Top of Document text

One thing I’ve been unable to figure out is how long this zombie apocalypse has been going on. 3 months? Six? You eat a low-cal diet for that length of time, you might lose 40 lbs. If Otis had 150 extra pounds on him, he’d still be heavy.
I too questioned the “meatiness” of some of the characters. A person doesn’t eat for two weeks. . . starts to look like my 85 lb. grandma.
Re: Otis’s weight. FWIW, the same criticisms (being too heavy given her destitute circumstances) were levied at Jane Darwell who played Ma Jode in “The Grapes of Wrath.” One explanation was the high starch diets the Depression era folks were forced to consume.
@Tasha: “It’s one of the many perks of having fruit trees and a power-generating windmill out back. Wanna take a shower too?” Seems simple.” HA!
The poverty-related obesity hypothesis is right on the money, I think. And it may be a sign that the show is only a few months into the zombie apocalypse, to follow Deborah’s comment. That is, in the first few months of the apocalypse, Americans’ diets would likely be similar to that of First World inhabitants living in poverty, with a high carb and fat content like the other commenters said. As the apocalypse continues, their diets would likely look more like those of Third World inhabitants living in poverty (e.g. fewer starches as they use up the Pop Tarts, and more nuts, berries and protein from hunting). So, they’d start losing weight and their bodies would look more like the people you see in Doctors Without Borders posters than the people you see at Wal-Mart. (I’m generalizing and stereotyping here, but y’all understand what I’m aiming at.)
I’m also wondering what winter will be like in this world. Will the zombies freeze solid when the temperature drops? If so, that means that winter is a zombie-free season, and our characters may head north eventually. If zombies are active in the winter, then being in a cold place just makes it harder to find food and keep warm, and our characters may stay in the South. (As I recall, I don’t believe the comics address seasonal changes in the zombies…)
I don’t think walkers eat each other. In reference to the suicide, that man was a man when he died. It was only after a walker (or two or three) started gnawing on the dangling legs, did the corpse become infected and reanimate as a zombie.
The actor who plays Carl reminds me of the young Henry Thomas from E.T. He’s simply wonderful – I was very moved when he regained consciousness and talked about his encounter with the deer.
The reminder that Shane is bad was necessary, but it was definitely more than that for me. It was great to see a moment of pure “I need to survive” from a character. I haven’t been sold on this season yet, though. It bothers me that there doesn’t seem to be a solid strong female role. I don’t think I have a very high tolerance for whining. The scene with Dale was definitely awkward. I can’t figure him out.

Bottom of Document text

*Work instructions:*
Please answer these from the comment thread above:
1. Which actress drew the same criticism about her weight for playing Ma Jode in "The Grapes of Wrath"?
2. If zombies freeze solid when the temperature drops, what does one commenter say winter would become?
3. What did Carl talk about when he regained consciousness?

Top of Listed records

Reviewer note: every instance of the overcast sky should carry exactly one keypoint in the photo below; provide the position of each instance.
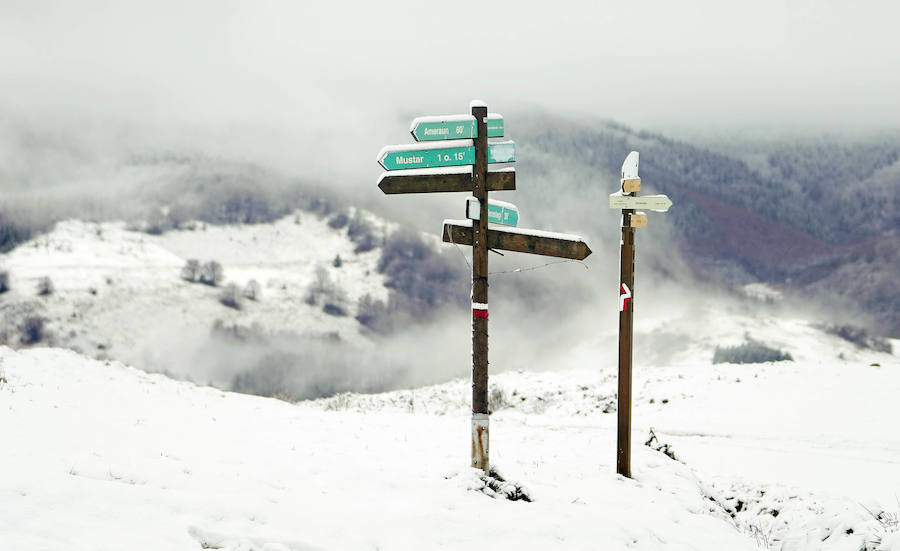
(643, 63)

Bottom of Listed records
Top of Listed records

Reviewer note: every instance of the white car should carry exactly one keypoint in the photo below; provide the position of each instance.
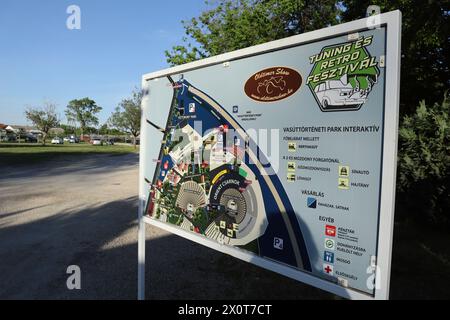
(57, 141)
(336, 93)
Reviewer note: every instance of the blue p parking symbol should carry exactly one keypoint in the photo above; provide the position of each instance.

Bottom of Listed records
Top of Listed records

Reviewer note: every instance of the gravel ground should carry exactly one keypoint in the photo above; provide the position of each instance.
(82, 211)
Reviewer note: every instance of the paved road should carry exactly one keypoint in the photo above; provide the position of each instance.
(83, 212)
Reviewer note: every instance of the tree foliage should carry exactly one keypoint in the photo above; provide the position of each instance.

Bottom of Listed records

*Output:*
1. Jane Darwell.
2. A zombie-free season.
3. His encounter with the deer.